BEGIN Records for the exercise
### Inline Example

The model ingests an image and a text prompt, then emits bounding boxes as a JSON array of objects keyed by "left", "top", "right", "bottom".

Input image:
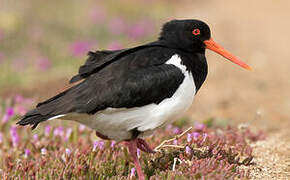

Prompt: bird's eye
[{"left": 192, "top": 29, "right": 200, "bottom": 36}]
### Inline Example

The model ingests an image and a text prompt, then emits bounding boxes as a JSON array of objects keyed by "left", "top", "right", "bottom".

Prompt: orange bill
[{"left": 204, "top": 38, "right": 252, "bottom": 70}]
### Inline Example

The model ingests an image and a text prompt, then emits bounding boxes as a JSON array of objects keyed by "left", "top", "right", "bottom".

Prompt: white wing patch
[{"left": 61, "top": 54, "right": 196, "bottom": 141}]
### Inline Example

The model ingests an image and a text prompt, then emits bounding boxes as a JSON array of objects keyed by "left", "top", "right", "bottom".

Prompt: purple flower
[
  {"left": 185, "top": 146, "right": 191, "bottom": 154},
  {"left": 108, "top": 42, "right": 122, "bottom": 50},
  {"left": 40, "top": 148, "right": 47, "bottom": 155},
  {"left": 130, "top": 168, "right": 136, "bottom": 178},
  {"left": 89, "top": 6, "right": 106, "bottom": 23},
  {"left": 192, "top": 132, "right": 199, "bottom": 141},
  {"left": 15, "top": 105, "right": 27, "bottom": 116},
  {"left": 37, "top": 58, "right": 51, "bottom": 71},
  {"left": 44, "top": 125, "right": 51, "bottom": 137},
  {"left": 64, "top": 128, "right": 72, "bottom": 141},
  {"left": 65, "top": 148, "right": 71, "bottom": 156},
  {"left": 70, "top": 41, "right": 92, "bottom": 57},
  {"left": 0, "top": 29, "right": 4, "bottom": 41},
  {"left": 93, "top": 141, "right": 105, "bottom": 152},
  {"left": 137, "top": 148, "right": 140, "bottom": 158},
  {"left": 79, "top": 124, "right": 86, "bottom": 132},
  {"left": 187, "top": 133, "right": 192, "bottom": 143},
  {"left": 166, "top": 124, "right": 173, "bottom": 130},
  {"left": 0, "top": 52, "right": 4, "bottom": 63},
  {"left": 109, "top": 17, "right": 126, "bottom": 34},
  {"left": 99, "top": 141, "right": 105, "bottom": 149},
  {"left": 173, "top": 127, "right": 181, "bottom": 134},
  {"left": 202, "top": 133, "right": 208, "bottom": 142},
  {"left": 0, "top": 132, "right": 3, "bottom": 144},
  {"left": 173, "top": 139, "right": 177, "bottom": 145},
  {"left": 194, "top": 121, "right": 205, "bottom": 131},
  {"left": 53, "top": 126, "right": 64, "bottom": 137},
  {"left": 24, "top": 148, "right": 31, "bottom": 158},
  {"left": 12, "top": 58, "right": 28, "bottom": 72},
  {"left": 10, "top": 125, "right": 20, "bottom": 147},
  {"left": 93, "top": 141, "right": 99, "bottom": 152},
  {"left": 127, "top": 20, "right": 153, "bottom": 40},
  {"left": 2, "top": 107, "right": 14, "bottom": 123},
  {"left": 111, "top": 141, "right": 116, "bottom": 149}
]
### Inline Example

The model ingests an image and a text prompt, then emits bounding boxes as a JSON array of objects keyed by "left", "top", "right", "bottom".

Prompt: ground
END Records for the exercise
BEGIN Records for the exercise
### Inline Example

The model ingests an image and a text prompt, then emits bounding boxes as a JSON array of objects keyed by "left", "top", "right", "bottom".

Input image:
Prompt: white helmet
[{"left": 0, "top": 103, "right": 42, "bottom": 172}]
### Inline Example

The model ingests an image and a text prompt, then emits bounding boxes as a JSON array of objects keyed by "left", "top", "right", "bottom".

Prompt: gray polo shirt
END Records for the exercise
◆ What to produce:
Please count the lines in the records above that contain the word "white", and reply with the number alone.

◆ Result of this task:
2